Excerpted text Start Marker

The adoption of electronic health records (EHR) and later electronic medical records (EMR) has been increasing recently, particularly in view of the requirements of Meaningful Use of patient data. Yet, much of the data contained in EHRs and EMRs is an unused asset. Why?
- Reasons EHRs and EMRs lack health data analytics
- What can HCO do to transform patients data in EHR into meaningful analytics?
- EMR data analytics challenges
- Steps to overcome data analytics challenges
- Benefits of EMR data analytics
Reasons EHRs and EMRs lack health data analytics
- The design of EMRs and EHRs is not meant for any data analytics and medical data analytics in particular.
The amount of data stored in electronic health records (EHRs) is tremendous, yet not all information stored by health care organizations is useful. Indeed, the biggest part of the clinical data is not used because there are no tools for data mining and data integration. EMR data analytics integration from various sources into an interface providing meaningful use of EMR data is a goal HCOs should achieve to ensure effective business processes.
- There are no adequate resources and skills to integrate data analytics in EHR.

Excerpted text End Marker
Entries shown Start Marker

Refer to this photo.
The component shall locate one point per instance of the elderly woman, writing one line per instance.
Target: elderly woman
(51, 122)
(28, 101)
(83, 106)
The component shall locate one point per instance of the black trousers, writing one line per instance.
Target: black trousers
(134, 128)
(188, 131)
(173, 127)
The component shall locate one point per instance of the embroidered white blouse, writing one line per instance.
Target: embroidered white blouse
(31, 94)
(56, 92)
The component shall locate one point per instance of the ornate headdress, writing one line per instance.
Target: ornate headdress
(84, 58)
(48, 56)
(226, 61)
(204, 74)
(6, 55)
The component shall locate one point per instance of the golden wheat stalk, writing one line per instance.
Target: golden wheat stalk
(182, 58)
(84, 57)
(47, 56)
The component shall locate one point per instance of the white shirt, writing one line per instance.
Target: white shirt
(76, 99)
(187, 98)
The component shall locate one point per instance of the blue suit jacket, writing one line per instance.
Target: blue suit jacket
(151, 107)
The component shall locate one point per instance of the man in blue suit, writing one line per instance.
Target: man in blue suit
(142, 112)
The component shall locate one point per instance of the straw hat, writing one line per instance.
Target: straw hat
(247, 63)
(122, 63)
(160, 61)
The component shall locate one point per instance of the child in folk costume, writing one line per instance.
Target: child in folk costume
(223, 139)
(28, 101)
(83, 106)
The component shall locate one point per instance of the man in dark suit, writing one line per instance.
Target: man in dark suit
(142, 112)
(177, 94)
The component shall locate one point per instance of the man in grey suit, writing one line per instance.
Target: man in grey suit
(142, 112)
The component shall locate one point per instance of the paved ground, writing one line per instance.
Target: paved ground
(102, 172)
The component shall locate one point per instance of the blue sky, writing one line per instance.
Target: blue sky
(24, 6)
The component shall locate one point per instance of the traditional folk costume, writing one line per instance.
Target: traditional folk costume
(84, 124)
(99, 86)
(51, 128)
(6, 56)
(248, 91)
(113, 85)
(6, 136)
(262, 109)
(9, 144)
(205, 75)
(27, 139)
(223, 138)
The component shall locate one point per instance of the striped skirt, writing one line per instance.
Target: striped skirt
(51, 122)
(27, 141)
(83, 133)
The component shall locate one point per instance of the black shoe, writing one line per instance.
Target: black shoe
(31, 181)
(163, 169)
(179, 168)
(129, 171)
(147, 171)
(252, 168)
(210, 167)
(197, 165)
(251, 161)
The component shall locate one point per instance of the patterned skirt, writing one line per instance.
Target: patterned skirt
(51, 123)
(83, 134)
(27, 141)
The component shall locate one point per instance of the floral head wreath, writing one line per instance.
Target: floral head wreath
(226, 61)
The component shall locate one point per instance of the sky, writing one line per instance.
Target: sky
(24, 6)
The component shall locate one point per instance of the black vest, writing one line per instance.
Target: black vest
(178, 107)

Entries shown End Marker
Entries shown Start Marker

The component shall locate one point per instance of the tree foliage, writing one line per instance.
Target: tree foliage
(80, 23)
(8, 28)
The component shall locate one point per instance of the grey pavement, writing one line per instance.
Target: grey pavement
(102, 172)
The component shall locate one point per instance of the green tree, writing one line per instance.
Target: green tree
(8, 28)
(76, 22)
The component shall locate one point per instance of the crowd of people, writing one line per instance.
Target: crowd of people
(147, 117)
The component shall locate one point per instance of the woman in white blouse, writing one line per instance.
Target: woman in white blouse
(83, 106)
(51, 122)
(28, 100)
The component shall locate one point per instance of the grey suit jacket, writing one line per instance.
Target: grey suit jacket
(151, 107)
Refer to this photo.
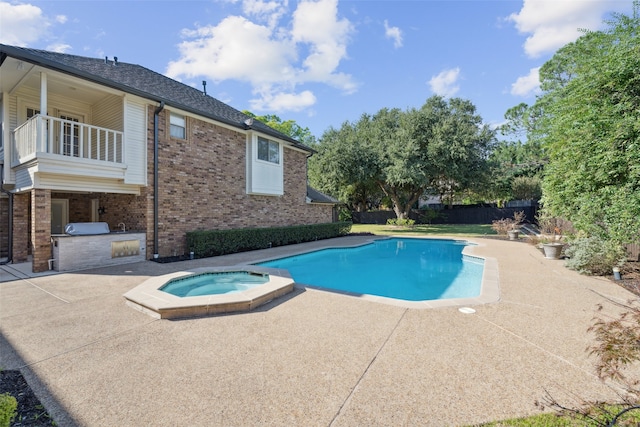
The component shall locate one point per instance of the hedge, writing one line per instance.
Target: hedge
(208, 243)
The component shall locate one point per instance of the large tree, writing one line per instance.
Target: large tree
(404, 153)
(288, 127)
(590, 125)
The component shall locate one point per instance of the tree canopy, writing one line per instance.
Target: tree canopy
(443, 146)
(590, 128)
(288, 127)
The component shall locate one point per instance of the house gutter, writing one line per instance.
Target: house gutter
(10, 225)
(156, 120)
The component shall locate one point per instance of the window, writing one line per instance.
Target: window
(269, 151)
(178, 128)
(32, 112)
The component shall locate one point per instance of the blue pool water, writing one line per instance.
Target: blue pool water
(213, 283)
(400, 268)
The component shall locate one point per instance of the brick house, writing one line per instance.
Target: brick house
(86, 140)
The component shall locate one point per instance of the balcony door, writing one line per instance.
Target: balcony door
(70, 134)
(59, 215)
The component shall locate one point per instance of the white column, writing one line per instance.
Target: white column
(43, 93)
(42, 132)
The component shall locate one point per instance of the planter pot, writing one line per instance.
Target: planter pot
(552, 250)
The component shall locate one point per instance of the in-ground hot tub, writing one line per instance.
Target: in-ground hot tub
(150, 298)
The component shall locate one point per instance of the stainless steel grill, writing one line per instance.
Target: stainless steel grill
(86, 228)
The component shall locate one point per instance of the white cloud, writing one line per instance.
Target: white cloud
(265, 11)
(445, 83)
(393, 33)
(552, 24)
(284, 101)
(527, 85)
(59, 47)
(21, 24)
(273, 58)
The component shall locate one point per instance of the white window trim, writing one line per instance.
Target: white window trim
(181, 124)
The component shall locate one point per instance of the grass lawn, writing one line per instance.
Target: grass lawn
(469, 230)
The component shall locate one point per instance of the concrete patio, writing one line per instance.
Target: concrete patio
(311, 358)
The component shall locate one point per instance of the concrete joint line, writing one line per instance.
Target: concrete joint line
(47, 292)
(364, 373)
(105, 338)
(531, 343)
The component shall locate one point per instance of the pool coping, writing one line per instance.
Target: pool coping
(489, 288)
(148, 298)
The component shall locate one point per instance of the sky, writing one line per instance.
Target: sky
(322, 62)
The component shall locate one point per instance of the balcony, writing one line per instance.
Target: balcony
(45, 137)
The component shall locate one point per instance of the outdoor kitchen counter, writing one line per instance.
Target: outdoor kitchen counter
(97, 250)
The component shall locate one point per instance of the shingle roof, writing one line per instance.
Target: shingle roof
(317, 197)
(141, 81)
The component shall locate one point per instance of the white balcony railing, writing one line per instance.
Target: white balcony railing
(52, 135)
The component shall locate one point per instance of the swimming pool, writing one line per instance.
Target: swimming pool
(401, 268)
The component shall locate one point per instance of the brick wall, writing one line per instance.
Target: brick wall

Entries shown End Marker
Entries shown Start Marker

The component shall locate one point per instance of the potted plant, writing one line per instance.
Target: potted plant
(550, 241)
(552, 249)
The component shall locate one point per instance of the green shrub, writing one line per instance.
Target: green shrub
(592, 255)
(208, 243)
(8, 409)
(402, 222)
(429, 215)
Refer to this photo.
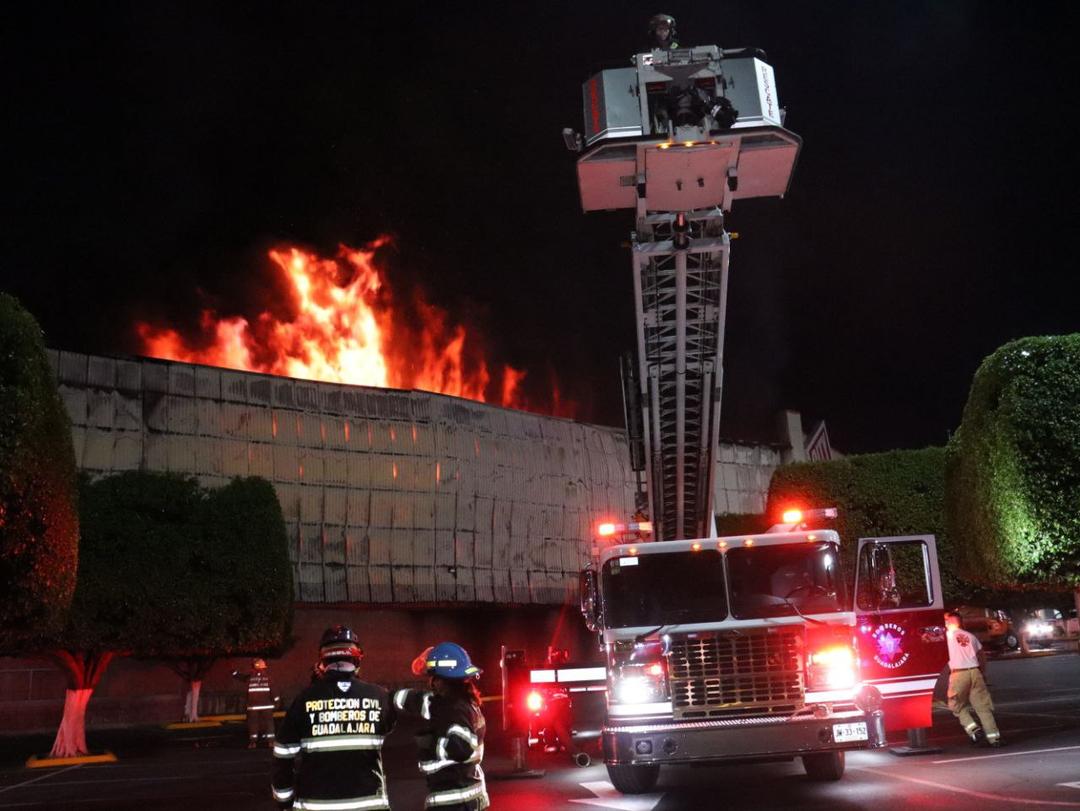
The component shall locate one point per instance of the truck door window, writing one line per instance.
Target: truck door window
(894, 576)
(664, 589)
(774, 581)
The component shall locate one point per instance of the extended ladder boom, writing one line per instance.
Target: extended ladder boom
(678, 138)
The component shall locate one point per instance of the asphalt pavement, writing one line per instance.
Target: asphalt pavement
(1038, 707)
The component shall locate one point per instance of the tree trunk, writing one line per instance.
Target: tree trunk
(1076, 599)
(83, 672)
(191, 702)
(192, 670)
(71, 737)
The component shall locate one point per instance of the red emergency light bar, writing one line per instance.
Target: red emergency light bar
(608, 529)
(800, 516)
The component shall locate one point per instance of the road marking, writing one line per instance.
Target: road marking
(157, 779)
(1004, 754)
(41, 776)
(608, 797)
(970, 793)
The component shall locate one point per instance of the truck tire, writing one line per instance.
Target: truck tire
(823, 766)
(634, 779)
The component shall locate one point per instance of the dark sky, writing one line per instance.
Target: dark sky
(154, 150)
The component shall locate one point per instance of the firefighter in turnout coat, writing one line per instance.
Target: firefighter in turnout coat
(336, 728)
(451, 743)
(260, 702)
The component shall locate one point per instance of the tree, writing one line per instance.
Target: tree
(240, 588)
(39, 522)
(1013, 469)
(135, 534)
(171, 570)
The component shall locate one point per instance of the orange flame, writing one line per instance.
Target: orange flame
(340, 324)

Entries shown End Marker

Write out the stretch of the EHR analytics text from "The amount of" through "analytics in EHR.", swapping "tremendous" for "enormous". These records come from a separate source.

The amount of data stored in electronic health records (EHRs) is enormous, yet not all information stored by health care organizations is useful. Indeed, the biggest part of the clinical data is not used because there are no tools for data mining and data integration. EMR data analytics integration from various sources into an interface providing meaningful use of EMR data is a goal HCOs should achieve to ensure effective business processes.
- There are no adequate resources and skills to integrate data analytics in EHR.